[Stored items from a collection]

══════

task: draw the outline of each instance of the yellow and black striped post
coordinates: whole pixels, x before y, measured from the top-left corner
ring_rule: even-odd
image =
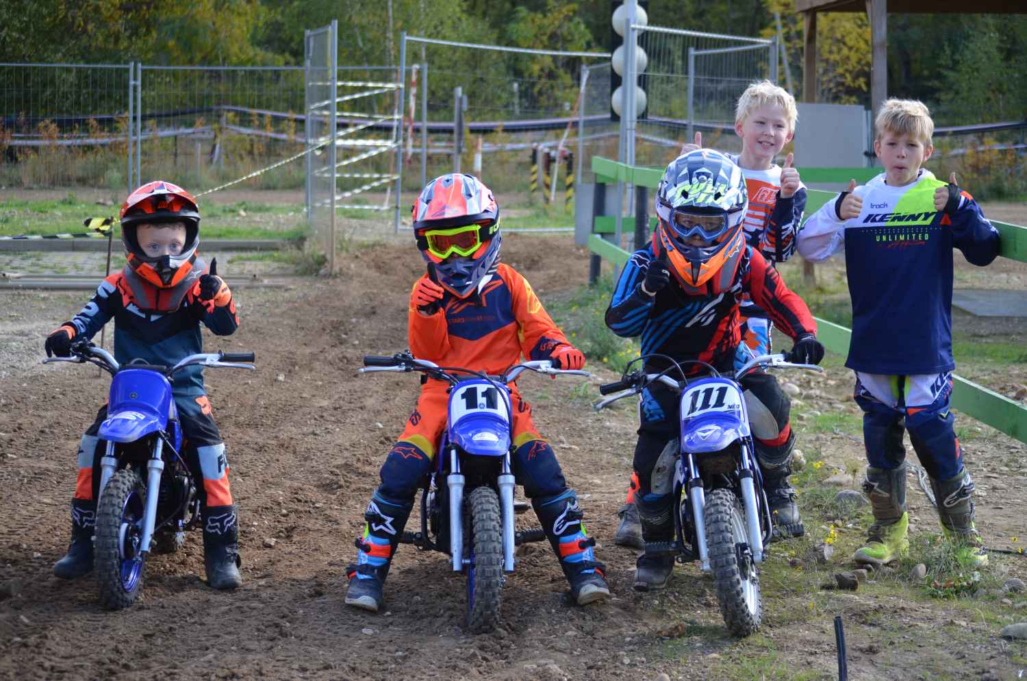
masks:
[[[549,183],[553,181],[550,173],[553,166],[553,156],[549,150],[542,147],[542,200],[549,202]]]
[[[574,153],[564,152],[564,213],[574,204]]]
[[[528,177],[528,194],[538,193],[538,145],[531,145],[531,175]]]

══════

▸ Given instruction:
Copy out all the records above line for line, without changing anything, but omit the pictures.

▸ Completed exercise:
task: draw the outline of each instance of the yellow and black striped post
coordinates: whole pixels, x before y, measured from the top-left corner
ring_rule: even-odd
image =
masks:
[[[549,183],[553,181],[550,173],[553,166],[553,156],[549,150],[542,147],[542,200],[549,202]]]
[[[574,153],[564,152],[564,213],[574,204]]]
[[[528,177],[528,194],[538,193],[538,145],[531,145],[531,175]]]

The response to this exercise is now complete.